● **GIVEN EXERCISE 1**:
Please decide whether each statement below agrees with the passage on worksite raids, answering yes or no and quoting the deciding words. (a) Employers must answer ICE questions during a worksite raid. (b) At the end of a raid, ICE agents should leave a list of the employees they arrested. (c) An employer helping with an attorney should use the same counsel for itself and the employee.
● **GIVEN EXERCISE 2**:
According to the passage on worksite raids, what should the employer pay a detained employee?
● **GIVEN EXERCISE 3**:
Reproduce the passage on worksite raids starting with "Employers are not" and going on through "arrest and detain them.".

Employers are not required to answer ICE questions during a worksite raid, and they should not consent to ICE agents speaking to the employees on the premises. If, during a worksite raid, ICE discovers unauthorized workers at the site, they may arrest and detain them.
At the conclusion of a raid, ICE agents should leave an inventory of the property they seized and a list of employees arrested. If an employee cannot prove that he or she is legally in the United States, the ICE agents may take them to a detention center and detain them. The employer should obtain from the ICE agents the contact information of the ICE detention center where the employees will be held and request contact information for other detention centers where the employees may be transferred. The employer should consult with an attorney and decide whether to help arrange for counsel to represent an employee or assist with posting bail. If an employer wishes to assist with an attorney, separate counsel is best since a conflict of interest between employee and employer can arise. The employer should contact the employee’s family regarding their detention and pay the employee any wages owed.

● **SUPPLIED INFORMATION**:
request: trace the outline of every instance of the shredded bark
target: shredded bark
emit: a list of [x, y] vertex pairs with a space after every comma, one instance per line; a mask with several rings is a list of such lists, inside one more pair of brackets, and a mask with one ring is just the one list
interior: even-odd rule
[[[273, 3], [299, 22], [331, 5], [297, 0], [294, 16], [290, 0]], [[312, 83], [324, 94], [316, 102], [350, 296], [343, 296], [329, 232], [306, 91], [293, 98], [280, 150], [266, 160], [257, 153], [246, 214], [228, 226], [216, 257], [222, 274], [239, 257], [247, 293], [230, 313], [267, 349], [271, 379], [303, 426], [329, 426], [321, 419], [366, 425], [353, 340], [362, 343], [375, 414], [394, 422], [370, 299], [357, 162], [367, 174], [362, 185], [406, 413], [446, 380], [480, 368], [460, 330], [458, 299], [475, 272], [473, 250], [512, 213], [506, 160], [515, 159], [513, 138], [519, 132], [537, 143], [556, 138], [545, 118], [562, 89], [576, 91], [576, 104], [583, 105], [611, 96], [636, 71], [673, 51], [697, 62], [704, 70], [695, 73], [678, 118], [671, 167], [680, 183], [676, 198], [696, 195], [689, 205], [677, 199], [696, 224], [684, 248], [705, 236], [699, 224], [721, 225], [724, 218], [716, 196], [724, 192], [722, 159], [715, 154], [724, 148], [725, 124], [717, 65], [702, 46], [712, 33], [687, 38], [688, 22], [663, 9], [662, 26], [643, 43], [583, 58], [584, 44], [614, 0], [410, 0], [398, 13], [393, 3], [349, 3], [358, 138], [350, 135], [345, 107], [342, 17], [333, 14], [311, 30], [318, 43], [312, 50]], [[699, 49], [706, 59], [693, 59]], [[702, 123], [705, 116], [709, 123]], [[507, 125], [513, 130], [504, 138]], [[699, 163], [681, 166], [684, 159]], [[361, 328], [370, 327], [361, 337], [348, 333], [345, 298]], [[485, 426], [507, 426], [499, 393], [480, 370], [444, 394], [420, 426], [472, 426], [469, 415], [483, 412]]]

● **EXPECTED OUTPUT 1**:
(a) No: "Employers are not required to answer ICE questions during a worksite raid"
(b) Yes: "ICE agents should leave an inventory of the property they seized and a list of employees arrested"
(c) No: "separate counsel is best since a conflict of interest between employee and employer can arise"

● **EXPECTED OUTPUT 2**:
Any wages owed.

● **EXPECTED OUTPUT 3**:
Employers are not required to answer ICE questions during a worksite raid, and they should not consent to ICE agents speaking to the employees on the premises. If, during a worksite raid, ICE discovers unauthorized workers at the site, they may arrest and detain them.